___ Rows

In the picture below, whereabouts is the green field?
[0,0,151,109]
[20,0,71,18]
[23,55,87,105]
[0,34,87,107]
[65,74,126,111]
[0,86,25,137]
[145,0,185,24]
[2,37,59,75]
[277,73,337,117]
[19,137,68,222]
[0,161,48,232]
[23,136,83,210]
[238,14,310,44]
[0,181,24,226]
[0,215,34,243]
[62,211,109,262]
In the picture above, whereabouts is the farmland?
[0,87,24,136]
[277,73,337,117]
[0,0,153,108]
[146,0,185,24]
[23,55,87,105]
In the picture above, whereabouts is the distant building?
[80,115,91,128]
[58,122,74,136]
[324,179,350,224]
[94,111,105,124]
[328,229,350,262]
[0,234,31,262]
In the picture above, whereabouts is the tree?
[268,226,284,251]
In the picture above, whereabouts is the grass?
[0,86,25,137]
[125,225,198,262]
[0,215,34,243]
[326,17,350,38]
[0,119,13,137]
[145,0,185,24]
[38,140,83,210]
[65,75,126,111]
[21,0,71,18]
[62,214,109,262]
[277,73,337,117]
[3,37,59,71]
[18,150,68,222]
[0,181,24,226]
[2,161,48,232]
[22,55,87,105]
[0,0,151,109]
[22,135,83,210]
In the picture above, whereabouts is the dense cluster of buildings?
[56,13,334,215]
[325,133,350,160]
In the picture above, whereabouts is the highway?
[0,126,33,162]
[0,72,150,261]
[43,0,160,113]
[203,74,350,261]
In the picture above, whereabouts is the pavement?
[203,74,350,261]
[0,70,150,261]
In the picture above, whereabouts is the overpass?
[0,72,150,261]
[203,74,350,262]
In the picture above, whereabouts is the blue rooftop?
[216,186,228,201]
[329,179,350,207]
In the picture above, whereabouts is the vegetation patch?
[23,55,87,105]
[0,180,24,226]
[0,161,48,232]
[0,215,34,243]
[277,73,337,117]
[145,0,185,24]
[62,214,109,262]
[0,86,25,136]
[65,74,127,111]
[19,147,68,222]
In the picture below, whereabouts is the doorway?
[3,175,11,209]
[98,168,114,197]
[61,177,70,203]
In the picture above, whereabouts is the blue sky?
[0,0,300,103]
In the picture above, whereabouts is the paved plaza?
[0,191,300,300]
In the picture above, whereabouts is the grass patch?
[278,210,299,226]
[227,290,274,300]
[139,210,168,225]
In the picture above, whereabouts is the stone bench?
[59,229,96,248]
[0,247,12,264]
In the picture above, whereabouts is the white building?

______
___ Rows

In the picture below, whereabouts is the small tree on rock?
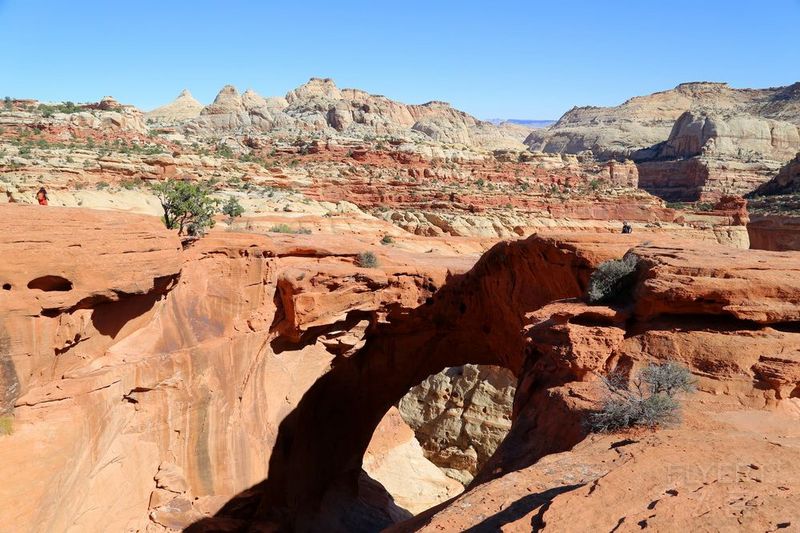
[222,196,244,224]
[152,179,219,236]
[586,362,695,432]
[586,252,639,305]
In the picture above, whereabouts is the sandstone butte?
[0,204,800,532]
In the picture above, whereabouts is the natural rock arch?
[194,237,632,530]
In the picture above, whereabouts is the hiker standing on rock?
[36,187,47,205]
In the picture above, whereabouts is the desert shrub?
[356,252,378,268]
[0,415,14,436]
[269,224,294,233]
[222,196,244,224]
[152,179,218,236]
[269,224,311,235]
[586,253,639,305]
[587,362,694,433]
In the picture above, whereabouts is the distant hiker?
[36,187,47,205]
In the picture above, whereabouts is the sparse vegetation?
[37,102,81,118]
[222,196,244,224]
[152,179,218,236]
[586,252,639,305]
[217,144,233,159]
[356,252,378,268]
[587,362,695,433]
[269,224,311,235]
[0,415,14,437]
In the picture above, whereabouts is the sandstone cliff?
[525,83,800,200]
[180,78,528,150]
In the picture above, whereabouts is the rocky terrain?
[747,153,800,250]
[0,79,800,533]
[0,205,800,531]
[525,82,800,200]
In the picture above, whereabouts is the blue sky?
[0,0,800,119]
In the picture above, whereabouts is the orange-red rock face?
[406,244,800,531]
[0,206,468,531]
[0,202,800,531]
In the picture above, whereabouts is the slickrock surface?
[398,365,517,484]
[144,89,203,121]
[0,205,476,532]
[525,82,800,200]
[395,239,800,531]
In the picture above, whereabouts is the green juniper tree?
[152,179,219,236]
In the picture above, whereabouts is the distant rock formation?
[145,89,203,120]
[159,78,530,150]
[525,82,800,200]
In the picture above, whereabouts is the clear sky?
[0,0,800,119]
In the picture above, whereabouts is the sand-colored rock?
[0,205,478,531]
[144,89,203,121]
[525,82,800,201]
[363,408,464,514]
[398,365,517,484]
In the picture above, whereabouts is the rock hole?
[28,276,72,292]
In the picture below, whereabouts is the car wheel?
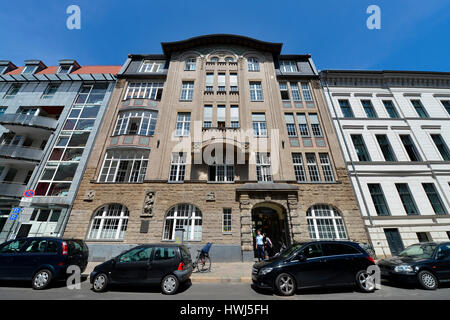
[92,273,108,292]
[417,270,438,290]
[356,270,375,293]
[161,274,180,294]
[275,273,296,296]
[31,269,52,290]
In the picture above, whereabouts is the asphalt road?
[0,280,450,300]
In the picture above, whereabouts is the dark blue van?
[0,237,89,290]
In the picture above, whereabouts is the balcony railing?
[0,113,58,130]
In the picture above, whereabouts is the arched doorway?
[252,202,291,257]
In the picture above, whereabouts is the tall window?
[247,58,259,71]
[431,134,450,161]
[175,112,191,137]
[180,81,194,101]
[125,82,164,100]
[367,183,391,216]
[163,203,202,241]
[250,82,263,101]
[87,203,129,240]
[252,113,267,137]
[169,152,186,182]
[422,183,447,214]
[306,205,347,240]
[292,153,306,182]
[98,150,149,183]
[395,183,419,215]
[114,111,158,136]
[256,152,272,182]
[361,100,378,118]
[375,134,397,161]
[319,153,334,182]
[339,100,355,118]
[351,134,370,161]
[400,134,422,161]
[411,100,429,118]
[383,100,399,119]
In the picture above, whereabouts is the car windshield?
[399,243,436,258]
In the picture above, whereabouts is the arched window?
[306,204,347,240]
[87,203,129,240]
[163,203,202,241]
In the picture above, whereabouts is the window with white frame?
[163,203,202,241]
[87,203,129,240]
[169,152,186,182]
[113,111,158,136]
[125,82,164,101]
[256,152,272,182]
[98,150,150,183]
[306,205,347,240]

______

**What is needed:**
List each line of the data above that contains the string "grass", treating uppercase and lowercase as different.

**Result of this exercise:**
In the picture above, whereabouts is the grass?
In the picture above, whereabouts is the grass patch?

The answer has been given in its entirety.